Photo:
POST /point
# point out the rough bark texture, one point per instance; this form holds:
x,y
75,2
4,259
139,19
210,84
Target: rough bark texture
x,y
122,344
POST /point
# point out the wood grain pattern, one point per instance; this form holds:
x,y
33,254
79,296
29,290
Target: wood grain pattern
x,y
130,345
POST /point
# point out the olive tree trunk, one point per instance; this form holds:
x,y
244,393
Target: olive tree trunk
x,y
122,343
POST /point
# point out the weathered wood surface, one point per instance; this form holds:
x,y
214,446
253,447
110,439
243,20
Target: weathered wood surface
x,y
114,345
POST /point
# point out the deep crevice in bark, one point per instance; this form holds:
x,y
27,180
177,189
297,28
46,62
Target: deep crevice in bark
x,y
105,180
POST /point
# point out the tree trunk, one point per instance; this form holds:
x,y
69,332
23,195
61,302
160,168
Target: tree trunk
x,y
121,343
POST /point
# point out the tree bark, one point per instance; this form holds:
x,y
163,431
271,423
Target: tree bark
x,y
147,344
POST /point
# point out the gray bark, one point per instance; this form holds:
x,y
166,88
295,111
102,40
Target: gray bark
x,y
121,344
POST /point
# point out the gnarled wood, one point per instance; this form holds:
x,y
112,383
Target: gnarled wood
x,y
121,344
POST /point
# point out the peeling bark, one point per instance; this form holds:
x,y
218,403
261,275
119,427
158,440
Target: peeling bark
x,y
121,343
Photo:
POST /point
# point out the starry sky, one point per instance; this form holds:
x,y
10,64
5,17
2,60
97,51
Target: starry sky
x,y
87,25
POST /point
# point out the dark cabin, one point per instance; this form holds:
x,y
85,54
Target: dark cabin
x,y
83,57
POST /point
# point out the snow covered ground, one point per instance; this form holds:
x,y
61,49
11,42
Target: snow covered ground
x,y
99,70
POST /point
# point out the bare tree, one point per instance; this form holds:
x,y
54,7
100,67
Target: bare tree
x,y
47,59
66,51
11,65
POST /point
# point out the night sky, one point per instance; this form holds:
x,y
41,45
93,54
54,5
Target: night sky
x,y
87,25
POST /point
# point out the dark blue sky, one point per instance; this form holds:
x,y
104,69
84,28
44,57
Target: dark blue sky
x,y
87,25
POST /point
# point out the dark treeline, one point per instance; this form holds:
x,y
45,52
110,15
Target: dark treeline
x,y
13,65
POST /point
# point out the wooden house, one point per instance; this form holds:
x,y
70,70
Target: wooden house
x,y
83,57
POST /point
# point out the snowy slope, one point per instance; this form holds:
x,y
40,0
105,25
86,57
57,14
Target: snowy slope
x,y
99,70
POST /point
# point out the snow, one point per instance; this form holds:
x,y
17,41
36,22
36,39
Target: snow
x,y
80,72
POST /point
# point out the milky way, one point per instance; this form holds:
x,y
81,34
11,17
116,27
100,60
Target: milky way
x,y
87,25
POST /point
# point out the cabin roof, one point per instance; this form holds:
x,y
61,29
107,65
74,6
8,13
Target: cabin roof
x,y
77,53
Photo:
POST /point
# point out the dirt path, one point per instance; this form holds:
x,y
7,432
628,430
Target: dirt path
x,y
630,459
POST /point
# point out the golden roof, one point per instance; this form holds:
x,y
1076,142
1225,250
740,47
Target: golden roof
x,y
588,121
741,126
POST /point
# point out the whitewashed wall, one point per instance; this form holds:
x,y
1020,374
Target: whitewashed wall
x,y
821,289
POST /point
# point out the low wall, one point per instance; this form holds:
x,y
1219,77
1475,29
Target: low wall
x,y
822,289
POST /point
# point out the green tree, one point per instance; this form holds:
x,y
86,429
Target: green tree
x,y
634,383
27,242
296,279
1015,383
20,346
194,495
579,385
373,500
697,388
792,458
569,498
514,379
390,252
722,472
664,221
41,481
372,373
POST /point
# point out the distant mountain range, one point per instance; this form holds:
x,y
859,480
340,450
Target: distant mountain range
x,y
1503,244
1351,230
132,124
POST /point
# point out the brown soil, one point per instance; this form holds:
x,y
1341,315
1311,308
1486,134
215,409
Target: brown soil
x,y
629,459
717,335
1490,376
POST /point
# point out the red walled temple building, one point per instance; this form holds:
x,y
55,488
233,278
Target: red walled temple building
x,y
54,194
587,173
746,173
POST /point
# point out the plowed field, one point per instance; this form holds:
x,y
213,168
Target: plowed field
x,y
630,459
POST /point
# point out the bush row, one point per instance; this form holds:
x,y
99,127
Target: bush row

> [The exercise]
Write the material out again word for word.

> [The result]
Photo:
POST /point
# point out the rough bark texture, one point per instance; this form holds:
x,y
75,2
4,259
139,19
210,84
Target: rough bark texture
x,y
122,344
POST /point
# point out the wood grain pattern, one point per instance; this form holds:
x,y
33,254
79,296
29,290
Target: wood grain pattern
x,y
130,345
POST /point
# point out the olive tree trunk, one point per instance; this form holds:
x,y
244,393
Target: olive tree trunk
x,y
122,343
POST /point
# point out the weathered wood surface, one point per instance; this form holds:
x,y
214,446
253,447
110,439
243,20
Target: weathered wood surface
x,y
114,345
POST /point
# point out the deep crevice in bark, one point per instance; this form holds:
x,y
27,180
177,189
297,28
46,62
Target: deep crevice in bark
x,y
105,180
POST /point
# point out the tree trunk, one point per instance; this form holds:
x,y
69,332
23,195
61,302
160,168
Target: tree trunk
x,y
121,343
POST /point
# point out the tree bark, one point per instance; this form holds:
x,y
163,431
271,423
Target: tree bark
x,y
147,344
POST /point
# point out the gray bark, one point per instance; this form holds:
x,y
166,88
295,111
102,40
Target: gray bark
x,y
121,344
POST /point
# point out the gnarled wood, one point per instance; this form holds:
x,y
112,383
Target: gnarled wood
x,y
121,344
POST /point
# point out the peeling bark, one point per instance; this form holds:
x,y
218,403
261,275
119,427
158,440
Target: peeling bark
x,y
121,343
Photo:
POST /point
# point out the starry sky, one point per instance; this form holds:
x,y
10,64
5,17
2,60
97,51
Target: starry sky
x,y
87,25
POST /point
# point out the dark cabin, one point per instance; this form holds:
x,y
85,54
Target: dark cabin
x,y
83,57
POST /point
# point out the snow covered ground, one point per instance; this form holds:
x,y
61,49
11,42
Target: snow covered ground
x,y
99,70
POST /point
# point out the bare tree, one point per instance; this form holds:
x,y
54,7
100,67
Target: bare tree
x,y
47,59
66,51
11,65
POST /point
# point out the night sky, one point per instance; this form holds:
x,y
41,45
93,54
54,5
Target: night sky
x,y
87,25
POST /point
# point out the dark blue sky, one point per instance; this form holds:
x,y
104,69
84,28
44,57
Target: dark blue sky
x,y
87,25
POST /point
# point out the dark treeline, one point per instance; this form holds:
x,y
45,52
110,15
Target: dark treeline
x,y
13,65
POST /point
# point out the wooden house, one point per instance; this form holds:
x,y
70,70
Target: wooden house
x,y
83,57
POST /point
# point out the snowy slope, one point per instance; this form holds:
x,y
40,0
105,25
86,57
57,14
Target: snowy slope
x,y
99,70
POST /point
# point out the snow, one point per instance; this form holds:
x,y
17,41
36,22
36,39
Target: snow
x,y
80,72
POST /point
# point out the milky way, one point per instance; this form holds:
x,y
81,34
11,17
116,27
100,60
Target: milky way
x,y
87,25
POST /point
# point out the cabin roof, one point per instance; this form holds:
x,y
61,29
107,65
74,6
8,13
Target: cabin roof
x,y
77,53
Photo:
POST /point
# point out the dirt path, one point per instance; this form holds:
x,y
7,432
628,430
Target: dirt path
x,y
630,459
POST /point
# point out the golden roof, one point per instance; this form holds:
x,y
1076,142
1225,250
740,47
Target: golden roof
x,y
588,121
741,126
POST /point
# point out the whitewashed wall, one point per instance; this form holds:
x,y
1020,374
Target: whitewashed wall
x,y
821,289
POST /point
# point out the low wall, one point per instance; this form holds:
x,y
1219,77
1475,29
Target: low wall
x,y
822,289
POST /point
# point out the green tree, one point per instance; this form holds:
x,y
86,429
Target: green tree
x,y
634,383
27,242
296,279
1015,383
20,346
194,495
579,385
373,500
697,388
792,458
569,498
514,379
390,252
722,472
664,221
41,481
372,373
POST /point
# point out the distant mountain range, one point per instance; this form holds:
x,y
859,480
340,450
Target: distant mountain range
x,y
1503,244
1351,230
132,124
POST /point
# point out the brown soil, one point per instance; this form holds:
x,y
1341,315
1311,308
1486,134
215,409
Target: brown soil
x,y
629,459
717,335
1490,376
POST /point
# point out the red walled temple building, one point per instance; this form holds:
x,y
55,488
233,278
Target: red walled temple building
x,y
54,194
587,173
746,173
POST /point
# point out the plowed field, one point per instance; this form holds:
x,y
213,168
Target: plowed field
x,y
630,459
POST /point
# point out the bush row, one point per instance; this form holds:
x,y
99,127
Target: bush row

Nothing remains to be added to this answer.